▸ **DATA FOR PROCESSING**:
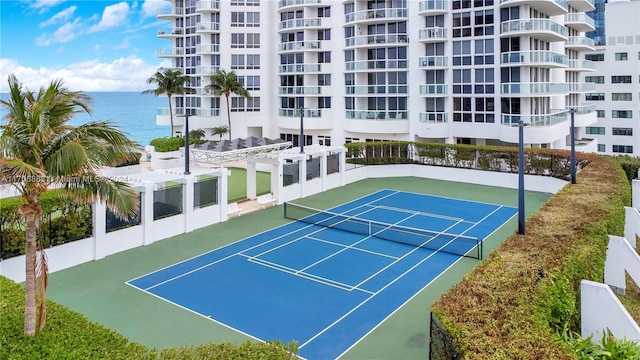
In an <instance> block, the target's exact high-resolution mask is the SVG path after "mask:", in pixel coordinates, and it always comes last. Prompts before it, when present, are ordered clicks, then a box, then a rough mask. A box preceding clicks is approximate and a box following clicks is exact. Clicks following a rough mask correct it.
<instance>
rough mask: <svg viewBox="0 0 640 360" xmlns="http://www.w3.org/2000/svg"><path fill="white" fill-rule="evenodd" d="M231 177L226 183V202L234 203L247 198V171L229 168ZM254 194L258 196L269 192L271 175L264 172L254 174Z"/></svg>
mask: <svg viewBox="0 0 640 360" xmlns="http://www.w3.org/2000/svg"><path fill="white" fill-rule="evenodd" d="M229 170H231V176H229V179H228V180H229V181H228V183H227V189H228V192H227V194H229V199H228V202H230V203H232V202H236V201H239V200H244V199H246V198H247V170H246V169H242V168H230V169H229ZM256 183H257V184H256V185H257V187H258V188H257V189H256V193H257V194H258V195H262V194H267V193H270V192H271V173H268V172H265V171H257V172H256Z"/></svg>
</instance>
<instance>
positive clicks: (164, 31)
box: [158, 27, 184, 39]
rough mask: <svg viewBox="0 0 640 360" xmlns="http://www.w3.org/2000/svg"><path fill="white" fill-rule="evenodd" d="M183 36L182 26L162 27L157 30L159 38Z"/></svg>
mask: <svg viewBox="0 0 640 360" xmlns="http://www.w3.org/2000/svg"><path fill="white" fill-rule="evenodd" d="M182 36H184V30H183V29H182V28H171V27H168V28H164V29H159V30H158V37H159V38H160V39H175V38H178V37H182Z"/></svg>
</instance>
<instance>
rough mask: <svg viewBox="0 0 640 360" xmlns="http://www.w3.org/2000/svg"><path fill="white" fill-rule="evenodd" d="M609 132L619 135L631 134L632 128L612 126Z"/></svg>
mask: <svg viewBox="0 0 640 360" xmlns="http://www.w3.org/2000/svg"><path fill="white" fill-rule="evenodd" d="M611 134H612V135H619V136H633V129H632V128H612V129H611Z"/></svg>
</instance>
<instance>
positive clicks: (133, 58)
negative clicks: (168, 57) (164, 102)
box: [0, 0, 171, 92]
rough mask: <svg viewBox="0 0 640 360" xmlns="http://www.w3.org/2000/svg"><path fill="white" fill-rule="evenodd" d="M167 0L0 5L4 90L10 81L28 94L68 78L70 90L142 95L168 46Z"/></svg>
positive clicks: (47, 3)
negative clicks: (8, 80) (165, 9)
mask: <svg viewBox="0 0 640 360" xmlns="http://www.w3.org/2000/svg"><path fill="white" fill-rule="evenodd" d="M168 7H170V3H169V2H168V1H163V0H139V1H100V0H85V1H71V0H69V1H67V0H0V92H2V91H6V88H7V76H8V75H9V74H11V73H13V74H15V75H16V76H17V77H18V80H20V82H22V83H23V84H24V85H25V86H27V87H28V88H29V89H31V90H36V89H38V88H39V87H41V86H46V85H47V84H48V83H49V82H50V81H51V80H52V79H60V78H61V79H63V80H64V82H65V84H66V85H67V86H68V87H69V88H70V89H72V90H79V91H139V90H144V89H147V88H149V85H147V84H146V83H145V81H146V79H147V78H148V77H150V76H151V75H152V74H153V73H154V72H155V71H156V70H157V69H158V68H159V67H161V66H165V67H168V66H171V63H170V62H168V61H167V60H166V59H160V58H158V57H156V51H157V49H158V48H169V47H171V44H170V42H169V40H162V39H158V38H157V36H156V34H157V32H158V29H162V28H166V27H169V26H170V23H169V22H168V21H164V20H158V19H157V17H156V15H157V13H158V9H161V8H168Z"/></svg>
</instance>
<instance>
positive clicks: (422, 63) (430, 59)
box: [418, 56, 449, 67]
mask: <svg viewBox="0 0 640 360" xmlns="http://www.w3.org/2000/svg"><path fill="white" fill-rule="evenodd" d="M448 63H449V60H448V58H447V57H446V56H423V57H420V58H418V66H420V67H446V66H447V65H448Z"/></svg>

▸ **WHAT TO WORK ON**: Where the listing above has a line with "positive clicks: (47, 3)", start there, and output every line exactly through the line with "positive clicks: (422, 63) (430, 59)", which is also included.

▸ **RESULT FOR THIS TASK**:
positive clicks: (47, 3)
negative clicks: (8, 80) (165, 9)
mask: <svg viewBox="0 0 640 360" xmlns="http://www.w3.org/2000/svg"><path fill="white" fill-rule="evenodd" d="M168 7H170V3H169V2H168V1H163V0H139V1H100V0H85V1H71V0H69V1H67V0H0V92H2V91H6V88H7V76H8V75H9V74H11V73H13V74H15V75H16V76H17V77H18V80H20V82H22V83H23V84H24V85H25V86H27V87H28V88H29V89H31V90H36V89H38V88H39V87H41V86H46V85H47V84H48V83H49V82H50V81H51V80H52V79H60V78H61V79H63V80H64V82H65V84H66V85H67V86H68V87H69V88H70V89H72V90H79V91H139V90H144V89H147V88H149V85H147V84H146V83H145V81H146V79H147V78H148V77H150V76H151V75H152V74H153V73H154V72H155V71H156V70H157V69H158V68H159V67H161V66H165V67H168V66H171V63H170V62H168V61H167V60H166V59H160V58H158V57H156V51H157V49H158V48H169V47H171V44H170V42H169V40H162V39H158V38H157V36H156V34H157V32H158V29H162V28H166V27H169V26H170V23H169V22H168V21H164V20H158V19H157V17H156V15H157V13H158V9H161V8H168Z"/></svg>
</instance>
<instance>
positive clicks: (422, 63) (430, 59)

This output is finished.